**Directions**
The entries that follow should be written out exactly.

Point labeling dataset excerpts

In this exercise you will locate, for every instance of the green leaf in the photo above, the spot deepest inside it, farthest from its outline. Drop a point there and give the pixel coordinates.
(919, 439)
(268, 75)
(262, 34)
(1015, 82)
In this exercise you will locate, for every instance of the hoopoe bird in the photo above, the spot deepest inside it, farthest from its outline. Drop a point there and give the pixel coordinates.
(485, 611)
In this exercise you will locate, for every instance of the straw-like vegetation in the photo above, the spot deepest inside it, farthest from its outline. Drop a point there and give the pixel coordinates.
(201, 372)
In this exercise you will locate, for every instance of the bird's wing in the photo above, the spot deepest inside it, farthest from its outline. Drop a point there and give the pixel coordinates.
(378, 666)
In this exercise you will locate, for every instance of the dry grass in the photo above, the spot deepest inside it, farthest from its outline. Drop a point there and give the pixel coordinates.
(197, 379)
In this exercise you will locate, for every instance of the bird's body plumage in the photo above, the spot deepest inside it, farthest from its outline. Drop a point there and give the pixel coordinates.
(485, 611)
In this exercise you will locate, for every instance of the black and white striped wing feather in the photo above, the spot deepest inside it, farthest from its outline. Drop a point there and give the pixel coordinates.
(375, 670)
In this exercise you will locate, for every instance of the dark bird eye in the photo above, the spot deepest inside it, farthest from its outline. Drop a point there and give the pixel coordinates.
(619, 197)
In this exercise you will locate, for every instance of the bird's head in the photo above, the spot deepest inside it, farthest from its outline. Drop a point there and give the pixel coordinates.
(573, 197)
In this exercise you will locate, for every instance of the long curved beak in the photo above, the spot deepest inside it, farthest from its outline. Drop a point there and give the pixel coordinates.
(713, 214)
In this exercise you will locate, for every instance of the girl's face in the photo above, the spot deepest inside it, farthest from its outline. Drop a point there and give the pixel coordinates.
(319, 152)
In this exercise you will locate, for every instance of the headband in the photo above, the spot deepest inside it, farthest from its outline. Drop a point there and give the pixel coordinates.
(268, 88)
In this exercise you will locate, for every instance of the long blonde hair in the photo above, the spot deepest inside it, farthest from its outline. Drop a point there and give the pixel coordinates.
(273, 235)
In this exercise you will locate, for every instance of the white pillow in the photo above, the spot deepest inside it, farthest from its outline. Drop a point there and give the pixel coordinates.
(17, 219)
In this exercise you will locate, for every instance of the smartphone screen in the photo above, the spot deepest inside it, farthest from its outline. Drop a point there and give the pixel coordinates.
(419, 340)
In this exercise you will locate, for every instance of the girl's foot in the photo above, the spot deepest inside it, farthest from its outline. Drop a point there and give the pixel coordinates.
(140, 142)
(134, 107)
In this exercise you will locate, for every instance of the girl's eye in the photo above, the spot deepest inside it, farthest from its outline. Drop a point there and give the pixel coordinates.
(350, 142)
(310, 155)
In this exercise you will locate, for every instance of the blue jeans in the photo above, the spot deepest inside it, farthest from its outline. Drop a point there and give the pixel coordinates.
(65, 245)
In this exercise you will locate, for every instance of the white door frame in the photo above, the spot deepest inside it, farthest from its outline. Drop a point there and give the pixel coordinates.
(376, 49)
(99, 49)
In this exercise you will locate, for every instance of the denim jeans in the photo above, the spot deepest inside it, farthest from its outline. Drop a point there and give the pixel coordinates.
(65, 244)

**Correct response**
In this exercise you will locate, for every instance of the green leaf in the photo above, the spot deepest inside it, farthest from its outline. Drop a point there and give the pixel coordinates.
(919, 439)
(268, 75)
(262, 34)
(1015, 82)
In this exercise you will locate, for every instance of the hoopoe bird in the photo above, the spot deepest inside it, farthest from its outline. Drop a point there and give the pixel coordinates.
(485, 611)
In this exercise you will locate, for every instance of the straw-like vegetation in the photo above, the spot deepest inside it, farthest from its outline. Drop a point there and give the pixel coordinates.
(201, 372)
In this exercise you will locate, for every instance of the bird's wing in the photo above, the spot deepest inside it, farthest from its outline. Drop a point there and give the pixel coordinates.
(378, 666)
In this exercise you will locate, for every instance of the dry grass in the photo above, the spot deepest inside it, farthest from its outline. Drop a point there and give the pixel coordinates.
(197, 379)
In this exercise you will locate, for every instance of the bird's body plumage in the photo above, the spot deepest inside it, farthest from its outline. Drop a point there and give the pixel coordinates.
(485, 611)
In this exercise you will locate, for every instance of the black and white striped wing feather in the photo above, the spot deepest inside it, farthest from its outline. Drop a point there and give the pixel coordinates.
(375, 670)
In this exercise you will locate, for every instance of the dark bird eye in the photo above, the spot deepest inside it, farthest from its outline. Drop a point there and give the pixel coordinates.
(619, 197)
In this exercise you will locate, for every instance of the bird's head in the photo above, the spot deepest inside it, farthest from its outline. Drop a point there and give the pixel coordinates.
(573, 197)
In this exercise you will locate, for every instance of the long curved beak in the photo above, the spot deepest inside it, farthest from its outline. Drop a point there and give the pixel coordinates.
(713, 214)
In this exercise you will locate, for every instance of the girl's face in the photo above, the spot deepest inside it, farthest from its outline. Drop a point there and give the pixel coordinates.
(319, 152)
In this exercise you will locate, for every instance of the headband in the photo above, the spot deepest inside it, farthest from its outline. Drop a point there and give the pixel coordinates.
(268, 88)
In this exercise you will locate, for every instance of the long blonde hair in the photo above, the spot deepest inside it, farthest from its outline. Drop a point there and give the pixel coordinates.
(273, 235)
In this exercise you will locate, for every instance of the white pillow in the photo above, the spot deepest inside it, farthest from its outline. Drop a point there and give the pixel coordinates.
(17, 219)
In this exercise you will locate, for every instance of the smartphone screen in the photo above, the spot deepest inside it, farthest from its outline. Drop a point there and give the pixel coordinates.
(419, 340)
In this exercise you will locate, for every instance of the girl's foot in the photo above, the spot deepest inside it, farthest from its outline. Drop a point there and give the pixel coordinates.
(140, 142)
(134, 107)
In this exercise you will locate, for every instance of the girl's eye in the photo above, the spot deepest inside it, farthest from its outline. Drop a point there and give the pixel coordinates.
(350, 142)
(310, 155)
In this exercise you will locate, for every instance of the blue jeans in the photo above, the spot deepest inside it, farthest from its outline. Drop a point there and give the pixel coordinates.
(65, 245)
In this exercise you will locate, for every instance of the white door frame in the photo above, the spot deepest inside it, farthest from its outline. Drop a point there and give the pixel coordinates.
(376, 49)
(99, 49)
In this exercise you will locate, for every instance of the denim jeans in the photo above, the spot deepest inside it, farthest from its outline. Drop a point there and give the pixel coordinates.
(65, 244)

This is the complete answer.